**Supplied material:**
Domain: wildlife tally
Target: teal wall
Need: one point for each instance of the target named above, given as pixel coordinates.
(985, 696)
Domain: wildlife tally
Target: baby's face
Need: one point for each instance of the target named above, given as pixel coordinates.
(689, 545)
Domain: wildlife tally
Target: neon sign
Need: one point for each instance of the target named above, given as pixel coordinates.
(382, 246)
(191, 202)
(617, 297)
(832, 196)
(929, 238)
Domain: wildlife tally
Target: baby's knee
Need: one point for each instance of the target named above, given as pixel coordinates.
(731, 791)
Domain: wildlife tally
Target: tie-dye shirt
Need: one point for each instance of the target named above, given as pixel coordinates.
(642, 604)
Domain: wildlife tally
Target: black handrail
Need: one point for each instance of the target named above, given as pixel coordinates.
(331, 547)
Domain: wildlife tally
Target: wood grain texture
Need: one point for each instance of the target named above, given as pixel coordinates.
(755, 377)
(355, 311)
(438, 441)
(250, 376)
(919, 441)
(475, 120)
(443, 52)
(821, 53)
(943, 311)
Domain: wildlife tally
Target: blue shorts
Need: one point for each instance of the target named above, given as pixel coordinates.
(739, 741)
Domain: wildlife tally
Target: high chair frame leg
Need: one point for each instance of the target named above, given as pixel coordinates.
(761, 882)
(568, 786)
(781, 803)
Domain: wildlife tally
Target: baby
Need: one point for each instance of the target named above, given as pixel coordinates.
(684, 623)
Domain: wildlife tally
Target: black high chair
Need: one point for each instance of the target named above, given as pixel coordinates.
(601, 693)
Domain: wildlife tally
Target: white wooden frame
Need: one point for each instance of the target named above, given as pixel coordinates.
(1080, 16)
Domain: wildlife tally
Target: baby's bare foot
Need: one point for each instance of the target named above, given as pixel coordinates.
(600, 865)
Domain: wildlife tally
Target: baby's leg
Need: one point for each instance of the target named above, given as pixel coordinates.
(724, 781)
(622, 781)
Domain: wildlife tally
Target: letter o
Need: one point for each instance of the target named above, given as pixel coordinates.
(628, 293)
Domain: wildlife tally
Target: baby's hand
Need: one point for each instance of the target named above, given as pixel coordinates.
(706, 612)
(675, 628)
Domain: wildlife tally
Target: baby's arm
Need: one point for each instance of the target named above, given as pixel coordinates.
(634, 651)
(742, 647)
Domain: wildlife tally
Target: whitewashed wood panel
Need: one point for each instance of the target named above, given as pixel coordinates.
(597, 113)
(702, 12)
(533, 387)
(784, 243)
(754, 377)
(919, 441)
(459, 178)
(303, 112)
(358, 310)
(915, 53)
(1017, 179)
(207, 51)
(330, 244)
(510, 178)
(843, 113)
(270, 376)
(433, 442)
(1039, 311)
--
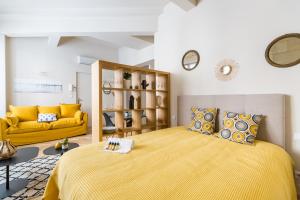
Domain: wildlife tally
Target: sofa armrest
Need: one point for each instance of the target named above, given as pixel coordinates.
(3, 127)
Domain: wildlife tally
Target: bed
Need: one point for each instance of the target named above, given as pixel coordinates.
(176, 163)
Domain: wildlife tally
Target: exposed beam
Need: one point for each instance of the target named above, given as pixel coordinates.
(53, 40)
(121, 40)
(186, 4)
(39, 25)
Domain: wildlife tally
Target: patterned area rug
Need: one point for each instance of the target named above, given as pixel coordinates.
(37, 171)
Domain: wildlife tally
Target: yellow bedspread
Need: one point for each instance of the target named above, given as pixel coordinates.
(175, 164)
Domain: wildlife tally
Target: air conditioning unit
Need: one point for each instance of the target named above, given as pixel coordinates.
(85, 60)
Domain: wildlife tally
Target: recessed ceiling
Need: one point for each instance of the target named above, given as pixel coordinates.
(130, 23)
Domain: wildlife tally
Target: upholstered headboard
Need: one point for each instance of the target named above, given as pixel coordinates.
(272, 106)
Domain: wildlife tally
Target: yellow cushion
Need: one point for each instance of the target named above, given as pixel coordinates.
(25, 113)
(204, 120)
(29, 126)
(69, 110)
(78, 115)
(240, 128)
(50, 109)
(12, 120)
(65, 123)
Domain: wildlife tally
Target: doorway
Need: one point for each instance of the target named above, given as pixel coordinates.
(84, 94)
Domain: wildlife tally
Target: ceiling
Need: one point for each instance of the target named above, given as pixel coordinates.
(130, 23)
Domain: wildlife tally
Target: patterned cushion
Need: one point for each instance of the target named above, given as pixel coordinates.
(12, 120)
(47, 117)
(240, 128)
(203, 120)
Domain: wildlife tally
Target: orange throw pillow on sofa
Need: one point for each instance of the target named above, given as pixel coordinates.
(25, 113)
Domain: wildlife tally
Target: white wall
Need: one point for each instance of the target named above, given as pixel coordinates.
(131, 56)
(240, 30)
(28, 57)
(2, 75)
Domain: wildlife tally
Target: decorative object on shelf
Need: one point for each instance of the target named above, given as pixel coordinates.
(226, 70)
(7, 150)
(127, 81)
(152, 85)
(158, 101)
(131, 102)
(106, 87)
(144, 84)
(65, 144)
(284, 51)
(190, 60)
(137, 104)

**What to do:**
Please give the count of lines in the listing that include the string "frame", with no words around it.

**Reply:**
2